→ **Written task**:
Find every line in the data below that contains the word "jacket", and copy each of those lines out in full.

[Data listing]
[start]
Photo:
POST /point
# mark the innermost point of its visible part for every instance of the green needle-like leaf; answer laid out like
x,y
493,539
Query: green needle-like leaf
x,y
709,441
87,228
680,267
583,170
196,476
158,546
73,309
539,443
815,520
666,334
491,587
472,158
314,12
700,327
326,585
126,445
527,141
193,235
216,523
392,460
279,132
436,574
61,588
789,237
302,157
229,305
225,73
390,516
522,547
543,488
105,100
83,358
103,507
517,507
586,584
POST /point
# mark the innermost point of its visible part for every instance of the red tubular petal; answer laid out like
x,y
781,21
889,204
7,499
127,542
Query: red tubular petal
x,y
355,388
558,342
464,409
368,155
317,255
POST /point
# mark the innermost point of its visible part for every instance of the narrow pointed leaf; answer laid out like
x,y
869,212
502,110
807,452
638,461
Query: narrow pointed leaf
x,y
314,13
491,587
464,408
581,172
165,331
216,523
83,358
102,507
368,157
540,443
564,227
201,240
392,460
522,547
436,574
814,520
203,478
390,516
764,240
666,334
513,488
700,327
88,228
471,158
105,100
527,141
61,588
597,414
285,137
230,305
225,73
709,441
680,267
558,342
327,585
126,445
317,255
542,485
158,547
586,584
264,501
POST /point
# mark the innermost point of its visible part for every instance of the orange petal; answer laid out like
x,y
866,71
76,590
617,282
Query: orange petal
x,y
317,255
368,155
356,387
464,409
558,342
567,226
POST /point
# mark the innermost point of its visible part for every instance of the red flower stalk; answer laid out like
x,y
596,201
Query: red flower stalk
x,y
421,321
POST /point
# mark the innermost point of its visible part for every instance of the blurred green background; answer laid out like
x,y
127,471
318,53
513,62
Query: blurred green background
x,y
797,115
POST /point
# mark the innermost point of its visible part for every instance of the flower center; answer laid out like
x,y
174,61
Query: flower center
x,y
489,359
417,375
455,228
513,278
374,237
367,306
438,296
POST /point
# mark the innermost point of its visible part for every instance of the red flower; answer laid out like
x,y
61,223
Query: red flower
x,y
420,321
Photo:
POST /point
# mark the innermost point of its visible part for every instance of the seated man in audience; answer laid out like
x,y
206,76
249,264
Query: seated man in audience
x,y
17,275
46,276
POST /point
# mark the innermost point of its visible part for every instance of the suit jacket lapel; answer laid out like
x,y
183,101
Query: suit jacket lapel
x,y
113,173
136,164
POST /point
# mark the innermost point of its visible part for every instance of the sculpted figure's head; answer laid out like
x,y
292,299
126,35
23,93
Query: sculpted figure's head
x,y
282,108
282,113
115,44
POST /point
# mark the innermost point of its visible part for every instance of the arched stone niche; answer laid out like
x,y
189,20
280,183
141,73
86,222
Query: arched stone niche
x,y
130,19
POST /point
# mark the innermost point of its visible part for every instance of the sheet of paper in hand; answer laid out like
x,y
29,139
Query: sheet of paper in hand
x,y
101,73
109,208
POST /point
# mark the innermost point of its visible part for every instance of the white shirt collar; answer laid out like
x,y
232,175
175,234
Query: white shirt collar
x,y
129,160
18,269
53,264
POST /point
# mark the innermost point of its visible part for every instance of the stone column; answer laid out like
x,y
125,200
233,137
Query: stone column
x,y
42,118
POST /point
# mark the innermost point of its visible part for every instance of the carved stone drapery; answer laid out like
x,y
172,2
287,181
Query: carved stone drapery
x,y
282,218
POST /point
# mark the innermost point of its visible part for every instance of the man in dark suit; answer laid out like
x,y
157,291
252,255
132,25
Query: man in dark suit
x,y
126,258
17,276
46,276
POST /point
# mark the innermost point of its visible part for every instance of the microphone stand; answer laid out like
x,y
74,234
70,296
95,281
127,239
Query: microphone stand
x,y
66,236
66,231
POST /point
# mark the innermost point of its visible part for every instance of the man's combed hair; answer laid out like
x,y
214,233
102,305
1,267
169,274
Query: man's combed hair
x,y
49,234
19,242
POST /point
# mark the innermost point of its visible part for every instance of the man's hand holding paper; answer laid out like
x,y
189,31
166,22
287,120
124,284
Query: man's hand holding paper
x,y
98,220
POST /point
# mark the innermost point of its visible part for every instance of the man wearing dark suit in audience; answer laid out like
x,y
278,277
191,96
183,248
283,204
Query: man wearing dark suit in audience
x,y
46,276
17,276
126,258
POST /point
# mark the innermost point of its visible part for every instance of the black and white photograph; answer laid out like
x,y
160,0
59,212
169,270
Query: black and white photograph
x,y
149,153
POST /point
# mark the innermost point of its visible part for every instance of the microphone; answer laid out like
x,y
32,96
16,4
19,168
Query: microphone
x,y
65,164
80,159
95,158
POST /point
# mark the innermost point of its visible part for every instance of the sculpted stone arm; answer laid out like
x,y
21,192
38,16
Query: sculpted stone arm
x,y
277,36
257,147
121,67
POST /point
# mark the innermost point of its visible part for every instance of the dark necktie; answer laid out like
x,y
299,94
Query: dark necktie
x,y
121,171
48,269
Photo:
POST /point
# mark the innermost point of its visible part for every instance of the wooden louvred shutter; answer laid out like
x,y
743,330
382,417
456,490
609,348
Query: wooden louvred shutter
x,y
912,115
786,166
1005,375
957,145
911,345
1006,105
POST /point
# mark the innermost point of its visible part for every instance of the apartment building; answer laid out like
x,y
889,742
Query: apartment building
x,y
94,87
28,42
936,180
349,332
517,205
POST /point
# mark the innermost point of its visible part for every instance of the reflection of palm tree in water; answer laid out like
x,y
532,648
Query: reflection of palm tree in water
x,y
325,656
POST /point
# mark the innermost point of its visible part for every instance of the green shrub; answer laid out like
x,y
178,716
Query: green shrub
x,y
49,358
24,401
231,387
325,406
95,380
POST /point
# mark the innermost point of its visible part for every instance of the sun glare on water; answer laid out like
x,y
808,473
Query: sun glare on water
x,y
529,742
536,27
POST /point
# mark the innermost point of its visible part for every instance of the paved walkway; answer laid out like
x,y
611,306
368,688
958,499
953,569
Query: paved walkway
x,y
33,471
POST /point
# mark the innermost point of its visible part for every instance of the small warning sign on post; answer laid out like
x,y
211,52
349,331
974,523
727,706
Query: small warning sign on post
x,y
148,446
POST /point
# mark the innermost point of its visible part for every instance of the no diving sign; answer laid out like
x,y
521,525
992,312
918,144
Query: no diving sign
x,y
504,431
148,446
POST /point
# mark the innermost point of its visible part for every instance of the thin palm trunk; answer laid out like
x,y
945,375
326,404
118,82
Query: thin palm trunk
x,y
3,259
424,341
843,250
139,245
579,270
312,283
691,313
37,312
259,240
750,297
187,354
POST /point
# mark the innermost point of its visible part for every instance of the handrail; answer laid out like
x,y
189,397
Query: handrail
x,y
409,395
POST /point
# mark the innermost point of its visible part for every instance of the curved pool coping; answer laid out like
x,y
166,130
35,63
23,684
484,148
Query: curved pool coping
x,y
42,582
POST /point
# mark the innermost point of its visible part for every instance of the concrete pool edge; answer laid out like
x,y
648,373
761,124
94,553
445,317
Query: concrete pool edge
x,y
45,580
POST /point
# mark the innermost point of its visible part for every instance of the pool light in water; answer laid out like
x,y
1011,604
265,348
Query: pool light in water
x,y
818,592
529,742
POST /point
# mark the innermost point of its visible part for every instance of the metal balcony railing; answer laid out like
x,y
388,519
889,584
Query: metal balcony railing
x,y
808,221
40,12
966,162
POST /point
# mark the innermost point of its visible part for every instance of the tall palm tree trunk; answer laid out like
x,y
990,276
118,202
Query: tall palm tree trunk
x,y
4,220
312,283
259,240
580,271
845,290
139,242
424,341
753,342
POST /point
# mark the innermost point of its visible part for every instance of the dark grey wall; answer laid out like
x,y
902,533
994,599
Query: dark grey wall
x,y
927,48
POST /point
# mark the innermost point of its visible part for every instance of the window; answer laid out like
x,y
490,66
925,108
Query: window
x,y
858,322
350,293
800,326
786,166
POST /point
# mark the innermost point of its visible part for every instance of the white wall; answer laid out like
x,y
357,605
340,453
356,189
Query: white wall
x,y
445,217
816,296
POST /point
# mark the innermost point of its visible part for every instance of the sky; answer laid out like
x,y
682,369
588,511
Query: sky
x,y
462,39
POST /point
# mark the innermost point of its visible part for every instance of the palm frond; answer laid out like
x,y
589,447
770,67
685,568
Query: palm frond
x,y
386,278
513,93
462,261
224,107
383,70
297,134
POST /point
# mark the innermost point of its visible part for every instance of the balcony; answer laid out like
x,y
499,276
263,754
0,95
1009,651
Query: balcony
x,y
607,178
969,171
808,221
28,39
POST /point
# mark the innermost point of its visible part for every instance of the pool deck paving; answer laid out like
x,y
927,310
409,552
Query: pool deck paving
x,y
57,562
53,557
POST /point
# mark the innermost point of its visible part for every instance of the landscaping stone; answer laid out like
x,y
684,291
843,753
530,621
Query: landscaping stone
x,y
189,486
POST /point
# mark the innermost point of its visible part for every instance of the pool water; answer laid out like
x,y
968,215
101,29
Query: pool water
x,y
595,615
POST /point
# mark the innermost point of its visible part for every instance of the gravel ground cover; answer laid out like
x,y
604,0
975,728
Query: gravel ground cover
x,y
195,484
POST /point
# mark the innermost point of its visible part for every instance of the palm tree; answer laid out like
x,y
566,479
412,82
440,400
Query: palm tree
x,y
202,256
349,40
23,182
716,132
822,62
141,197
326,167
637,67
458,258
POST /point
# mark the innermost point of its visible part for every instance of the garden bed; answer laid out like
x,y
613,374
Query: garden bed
[end]
→ **Written solution**:
# mark the innermost point of its visible part for every instance of the suit jacket lapel; answer laid out like
Query: suit jacket lapel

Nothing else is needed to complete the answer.